**Excerpt to read**
#####
Porsche’s 916 is a model few of the marque’s countless fans have ever seen in the flesh. Only 11 were constructed and they remain as rare as proverbial hens’ teeth. Still, they were perhaps among the most exciting road cars ever to emerge from the fabled automaker. All were development prototypes, as the 916 never made it into production.
However, did you know that one of these extraordinary high-performance sports cars had been destined for factory crash-testing to meet U.S.-market safety demands? Fortuitously, the car was spared, perhaps only because the entire project was canceled. This particular chassis, 914 233 0020, survives today because an American enthusiast purchased it in Europe almost 50 years ago, drove it as Porsche intended, and then tucked it safely away.
The 916 was described internally as a “Super 914”, aimed squarely at Ferrari’s curvaceous “Dino”, whose mid-ship-mounted V6 engine—first in 2.0-liter displacement as the 206 and then with a larger engine as the 246—and its snug two-seat configuration appealed to an exclusive market segment.
After a trio of factory-entered and race-prepped 210-horsepower two-liter VW-Porsche 914-6 GTs cleaned house at the 1970 Marathon de la Route—an 84-hour enduro at the Nürburgring—three other “Six-GTs” with standard 911S engines managed a reasonably successful outing at the 1971 Monte Carlo rally. Those results were very encouraging to Ferdinand Piëch, Ferry Porsche’s cousin.
As the company’s engineering manager and racing director at the time, Piëch saw great sales potential in the further development of a strengthened and higher-powered 914-6. That project would become known as the 916. As we shall see, it was destined to be a great idea that arrived at the wrong time.
Piëch authorized the construction of one prototype, which was fitted with a ferocious 345-hp, 2.8-liter RSR engine and a stronger 915 transaxle to use as his daily driver. To stiffen the chassis, a steel roof panel was welded to the windshield frame and roll-over hoop, and the floor pan longitudinals were strengthened.
A set of steel fender flares identical to those of the 914-6 GT were installed, adding enough width to cover 15 × 7 and 15 × 8 Fuchs alloy wheels with spacers mounting correspondingly wider tires at each corner. New front and rear fascias of molded fiberglass were fitted—the front unit serving as an air dam and containing a pair of clear-lensed fog lamps and a ducted central inlet for an auxiliary oil cooler. The rear fascia accommodated a single exhaust outlet. Brakes and suspension were borrowed from the 911S parts bin. The interior was upgraded as well, with a pair of sport seats from Recaro.
Piëch was delighted with the result, but he knew a production version had to be toned down, so he directed the racing department to build ten additional chassis for further development. These standard 914 “bodies in white” were shipped from the Karmann assembly line in Osnabrück, Germany, to specialist coachbuilder Baur in Stuttgart. There, steel roof panels were welded on and the side longitudinals were reinforced and coated with plastic rust-proofing.
#####
**Listed entries**
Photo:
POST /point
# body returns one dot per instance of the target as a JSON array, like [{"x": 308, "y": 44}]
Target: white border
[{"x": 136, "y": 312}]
#####
**Problems**
1. From the Porsche 916 text, reproduce word for word the passage between "Porsche’s 916 is" and "it safely away.", inclusive.
2. In the Porsche 916 text, which coachbuilder received the standard 914 bodies for the ten additional chassis, and in what city?

**Written answers**
1.
Porsche’s 916 is a model few of the marque’s countless fans have ever seen in the flesh. Only 11 were constructed and they remain as rare as proverbial hens’ teeth. Still, they were perhaps among the most exciting road cars ever to emerge from the fabled automaker. All were development prototypes, as the 916 never made it into production.
However, did you know that one of these extraordinary high-performance sports cars had been destined for factory crash-testing to meet U.S.-market safety demands? Fortuitously, the car was spared, perhaps only because the entire project was canceled. This particular chassis, 914 233 0020, survives today because an American enthusiast purchased it in Europe almost 50 years ago, drove it as Porsche intended, and then tucked it safely away.

2. Baur, in Stuttgart.